MATERIAL FOR THIS TASK
## start

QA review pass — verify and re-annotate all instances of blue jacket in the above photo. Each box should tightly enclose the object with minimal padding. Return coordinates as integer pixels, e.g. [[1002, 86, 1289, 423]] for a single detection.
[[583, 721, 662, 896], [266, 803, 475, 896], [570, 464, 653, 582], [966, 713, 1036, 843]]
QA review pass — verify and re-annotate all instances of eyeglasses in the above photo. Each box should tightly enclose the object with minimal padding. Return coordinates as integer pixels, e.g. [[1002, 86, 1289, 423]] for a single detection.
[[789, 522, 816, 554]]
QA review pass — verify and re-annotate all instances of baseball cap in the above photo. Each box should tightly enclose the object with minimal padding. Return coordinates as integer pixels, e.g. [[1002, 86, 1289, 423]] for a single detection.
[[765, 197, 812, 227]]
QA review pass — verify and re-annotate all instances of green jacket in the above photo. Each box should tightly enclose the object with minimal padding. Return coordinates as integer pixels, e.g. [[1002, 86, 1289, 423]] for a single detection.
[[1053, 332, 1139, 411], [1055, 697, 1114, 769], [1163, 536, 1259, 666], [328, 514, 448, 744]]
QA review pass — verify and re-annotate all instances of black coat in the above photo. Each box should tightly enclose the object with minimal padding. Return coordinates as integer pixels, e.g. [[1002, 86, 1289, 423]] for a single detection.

## end

YOUR GOAL
Render every one of the rows above as a numbered list, omitting any blank lines.

TASK OUTPUT
1. QA review pass — verify and re-annotate all instances of blue jacket in the above photo. Each box should tightly enclose the object with minimal padding. Return coordinates as integer pixels, e.g. [[1002, 86, 1289, 423]] for a single detection.
2. [[583, 721, 662, 896], [266, 803, 475, 896], [570, 464, 653, 582], [966, 713, 1036, 843]]
3. QA review pass — verify and re-annotate all instances of eyeglasses in the above photo. Each box should tightly enclose the object with minimal padding. Return coordinates as integer pixels, e.g. [[1002, 86, 1289, 423]] for a single detection.
4. [[789, 522, 816, 554]]
5. QA review pass — verify and re-annotate all instances of baseball cap in the above photo. Each box should tightly enclose the object with minimal padding. Return coordinates as integer pixels, e.g. [[1002, 86, 1289, 423]] for a single detection.
6. [[765, 197, 812, 227]]
7. QA review pass — verify and re-annotate all instances of green jacket in the above photo. Each box should tightly enclose the object with minimal padding. Return coordinates as integer pixels, e.g. [[1002, 86, 1289, 423]] for a single detection.
8. [[1053, 332, 1139, 411], [1055, 697, 1114, 769], [1163, 536, 1259, 666], [328, 514, 448, 744]]
9. QA review pass — verify and re-annotate all instances of black coat in the above photo. Each box should tightly enclose the object with minimal padding. Return coordinates as integer pixels, e.g. [[1002, 86, 1289, 423]] for a single detection.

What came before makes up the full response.